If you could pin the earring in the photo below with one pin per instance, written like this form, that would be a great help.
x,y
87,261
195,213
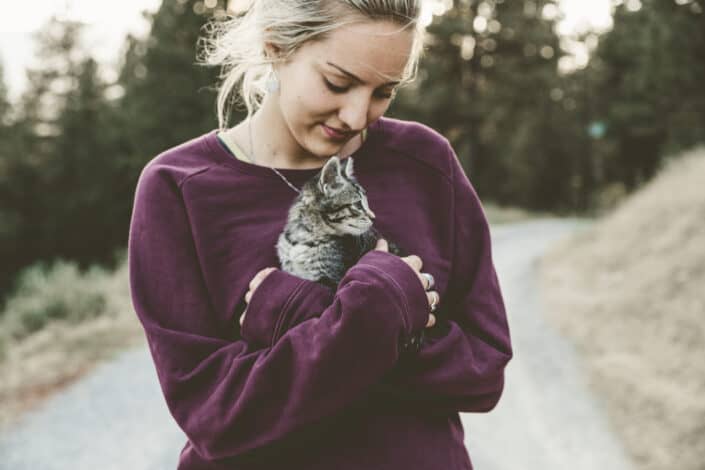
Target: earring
x,y
272,84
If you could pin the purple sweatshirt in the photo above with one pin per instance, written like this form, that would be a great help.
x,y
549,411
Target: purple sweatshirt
x,y
317,378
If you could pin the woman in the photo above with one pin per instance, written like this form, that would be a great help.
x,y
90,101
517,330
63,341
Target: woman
x,y
309,377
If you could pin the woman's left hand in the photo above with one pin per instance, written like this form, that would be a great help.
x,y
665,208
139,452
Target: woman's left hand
x,y
256,281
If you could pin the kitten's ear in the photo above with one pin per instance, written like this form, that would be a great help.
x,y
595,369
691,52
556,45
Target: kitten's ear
x,y
348,167
329,174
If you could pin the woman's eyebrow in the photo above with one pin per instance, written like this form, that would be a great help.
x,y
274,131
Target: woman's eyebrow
x,y
354,77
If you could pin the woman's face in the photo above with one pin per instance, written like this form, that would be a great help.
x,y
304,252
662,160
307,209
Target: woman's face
x,y
344,82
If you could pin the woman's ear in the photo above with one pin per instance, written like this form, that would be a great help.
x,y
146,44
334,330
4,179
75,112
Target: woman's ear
x,y
271,51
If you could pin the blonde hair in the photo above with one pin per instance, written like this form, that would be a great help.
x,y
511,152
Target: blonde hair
x,y
236,44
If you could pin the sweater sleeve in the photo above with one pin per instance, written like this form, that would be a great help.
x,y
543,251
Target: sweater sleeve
x,y
460,366
283,300
232,400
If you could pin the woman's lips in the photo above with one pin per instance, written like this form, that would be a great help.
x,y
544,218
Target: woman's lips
x,y
333,134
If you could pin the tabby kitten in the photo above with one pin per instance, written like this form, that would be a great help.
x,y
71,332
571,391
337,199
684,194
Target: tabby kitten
x,y
329,228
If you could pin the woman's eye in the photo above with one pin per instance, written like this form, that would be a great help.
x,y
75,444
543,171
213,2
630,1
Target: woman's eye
x,y
337,89
333,88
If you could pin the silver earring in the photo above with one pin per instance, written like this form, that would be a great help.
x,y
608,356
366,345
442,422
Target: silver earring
x,y
272,84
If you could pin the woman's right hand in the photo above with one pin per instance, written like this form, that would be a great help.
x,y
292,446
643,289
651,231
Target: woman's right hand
x,y
416,264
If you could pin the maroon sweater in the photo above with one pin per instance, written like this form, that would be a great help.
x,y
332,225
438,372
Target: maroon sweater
x,y
317,378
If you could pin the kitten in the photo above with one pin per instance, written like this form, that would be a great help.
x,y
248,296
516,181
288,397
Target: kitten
x,y
329,228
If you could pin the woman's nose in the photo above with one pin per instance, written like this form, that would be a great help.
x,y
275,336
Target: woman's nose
x,y
354,112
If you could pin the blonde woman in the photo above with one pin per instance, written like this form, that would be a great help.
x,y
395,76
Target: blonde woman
x,y
312,378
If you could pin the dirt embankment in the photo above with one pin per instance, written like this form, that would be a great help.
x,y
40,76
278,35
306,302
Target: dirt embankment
x,y
630,293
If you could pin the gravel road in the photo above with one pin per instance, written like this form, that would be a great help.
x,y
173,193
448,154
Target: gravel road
x,y
546,419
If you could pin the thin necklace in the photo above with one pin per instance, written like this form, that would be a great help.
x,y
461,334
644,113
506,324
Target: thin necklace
x,y
252,157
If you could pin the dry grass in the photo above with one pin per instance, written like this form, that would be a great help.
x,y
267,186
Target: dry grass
x,y
629,292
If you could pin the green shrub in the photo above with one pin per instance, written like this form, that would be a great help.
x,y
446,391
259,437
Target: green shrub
x,y
46,293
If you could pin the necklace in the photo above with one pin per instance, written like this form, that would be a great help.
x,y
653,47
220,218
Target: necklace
x,y
252,157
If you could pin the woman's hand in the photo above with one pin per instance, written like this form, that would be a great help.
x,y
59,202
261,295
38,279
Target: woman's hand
x,y
415,262
256,281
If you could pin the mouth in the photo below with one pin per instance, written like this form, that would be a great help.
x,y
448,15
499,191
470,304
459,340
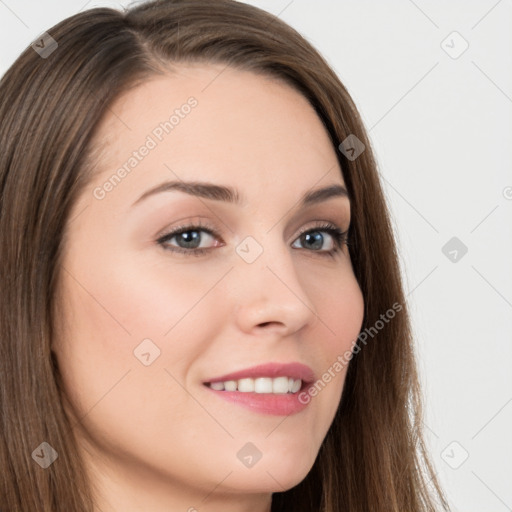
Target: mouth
x,y
263,385
269,389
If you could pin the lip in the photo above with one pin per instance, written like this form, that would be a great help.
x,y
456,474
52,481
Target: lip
x,y
267,403
293,370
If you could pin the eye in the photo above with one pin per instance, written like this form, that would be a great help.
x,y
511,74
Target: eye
x,y
314,239
188,239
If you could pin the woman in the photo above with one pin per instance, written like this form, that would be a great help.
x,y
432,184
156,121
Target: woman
x,y
202,306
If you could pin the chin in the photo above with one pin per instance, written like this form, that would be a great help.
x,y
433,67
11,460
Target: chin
x,y
272,476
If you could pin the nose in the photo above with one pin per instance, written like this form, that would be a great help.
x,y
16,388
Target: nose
x,y
269,294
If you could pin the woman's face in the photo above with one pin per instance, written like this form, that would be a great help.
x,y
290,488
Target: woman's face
x,y
146,321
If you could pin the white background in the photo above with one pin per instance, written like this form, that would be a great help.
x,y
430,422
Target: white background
x,y
442,131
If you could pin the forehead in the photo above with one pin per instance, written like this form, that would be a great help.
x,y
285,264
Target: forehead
x,y
209,122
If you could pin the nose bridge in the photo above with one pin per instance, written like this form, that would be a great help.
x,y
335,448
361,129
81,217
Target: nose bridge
x,y
269,288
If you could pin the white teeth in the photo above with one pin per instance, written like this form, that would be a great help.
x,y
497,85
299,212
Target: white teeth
x,y
230,385
246,385
278,385
262,385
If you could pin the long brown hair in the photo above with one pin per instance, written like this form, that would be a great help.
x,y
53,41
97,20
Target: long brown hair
x,y
374,456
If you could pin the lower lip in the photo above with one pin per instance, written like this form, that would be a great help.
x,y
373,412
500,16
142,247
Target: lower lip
x,y
266,403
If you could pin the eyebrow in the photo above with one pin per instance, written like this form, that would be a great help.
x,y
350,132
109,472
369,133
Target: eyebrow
x,y
231,195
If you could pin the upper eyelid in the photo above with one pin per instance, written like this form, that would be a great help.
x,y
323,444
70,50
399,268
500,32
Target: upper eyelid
x,y
202,226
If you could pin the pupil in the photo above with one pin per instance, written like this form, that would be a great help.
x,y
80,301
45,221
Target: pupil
x,y
317,239
190,241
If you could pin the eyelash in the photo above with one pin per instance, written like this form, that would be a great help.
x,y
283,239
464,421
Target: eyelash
x,y
339,236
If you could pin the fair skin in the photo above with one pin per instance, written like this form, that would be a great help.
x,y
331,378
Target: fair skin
x,y
155,437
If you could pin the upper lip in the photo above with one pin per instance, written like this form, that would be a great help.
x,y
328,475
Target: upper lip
x,y
293,370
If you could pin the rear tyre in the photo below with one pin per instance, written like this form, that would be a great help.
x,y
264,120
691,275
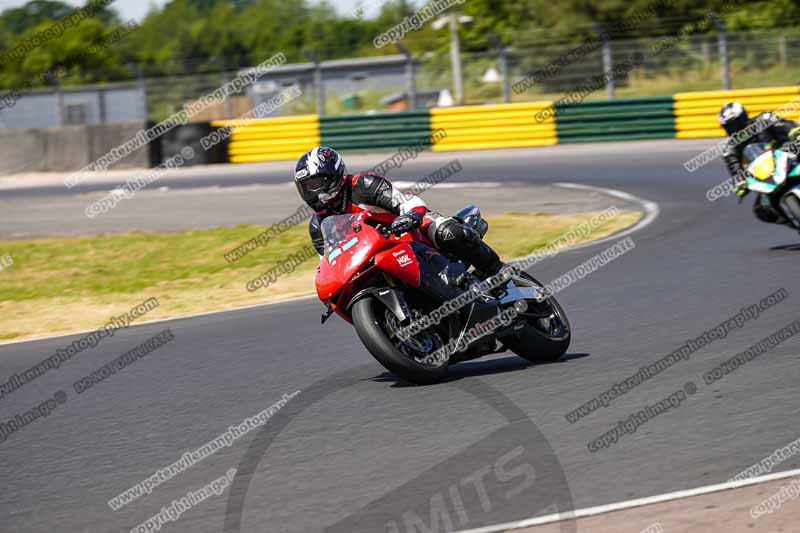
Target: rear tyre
x,y
375,324
547,333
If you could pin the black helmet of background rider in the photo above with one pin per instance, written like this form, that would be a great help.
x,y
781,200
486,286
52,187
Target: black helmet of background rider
x,y
733,117
320,176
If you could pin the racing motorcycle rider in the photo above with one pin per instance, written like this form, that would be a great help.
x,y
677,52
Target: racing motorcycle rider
x,y
768,128
325,186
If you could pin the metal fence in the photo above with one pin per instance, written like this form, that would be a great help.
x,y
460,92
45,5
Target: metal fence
x,y
388,83
87,105
666,65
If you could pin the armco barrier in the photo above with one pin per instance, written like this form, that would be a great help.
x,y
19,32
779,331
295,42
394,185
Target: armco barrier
x,y
696,112
684,115
616,120
379,131
271,139
495,126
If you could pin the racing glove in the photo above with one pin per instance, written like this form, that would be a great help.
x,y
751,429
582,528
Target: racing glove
x,y
405,223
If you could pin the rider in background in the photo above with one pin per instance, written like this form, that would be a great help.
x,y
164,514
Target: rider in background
x,y
325,186
766,128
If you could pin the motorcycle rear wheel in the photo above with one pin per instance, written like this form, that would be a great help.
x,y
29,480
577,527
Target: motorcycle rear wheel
x,y
541,340
375,324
────────
* Problem details
Take the line with "If you could pin the racing motorcycle" and all lines after it through the end of the records, and write them out exactly; include nothing else.

* Task output
If you could pin the racing motorcycle rider in the photo above with one pin per instance, written like this form, that would be a great help.
x,y
677,52
Target: racing motorcycle rider
x,y
768,128
325,186
If you could pin the metal fence in the photo above with one pin per instance, written like this form, that would be a great help.
x,y
460,92
45,5
Target: metal fence
x,y
388,83
87,105
666,65
If you could pin the armco barrier in the photo above with one pin per instance, written like this form, that would be a great help.
x,y
19,32
779,331
295,42
394,185
Target: armco barrier
x,y
696,112
684,115
616,120
379,131
271,139
495,126
If you could pin the racing glove in the photo above with one pin per instance, written like this form, that would be a great help.
x,y
751,429
582,528
Target: racing glove
x,y
405,223
If you could pin the rider in background in the photo above with one pin per instance, written like this form, that would be a great help.
x,y
164,514
Target: rider in background
x,y
325,186
766,128
If you could pin the motorcycle rear wheel in the photo above with one pin per instance, written like this form, that would be a great help.
x,y
29,480
577,527
Target: motorcycle rear wheel
x,y
541,340
375,324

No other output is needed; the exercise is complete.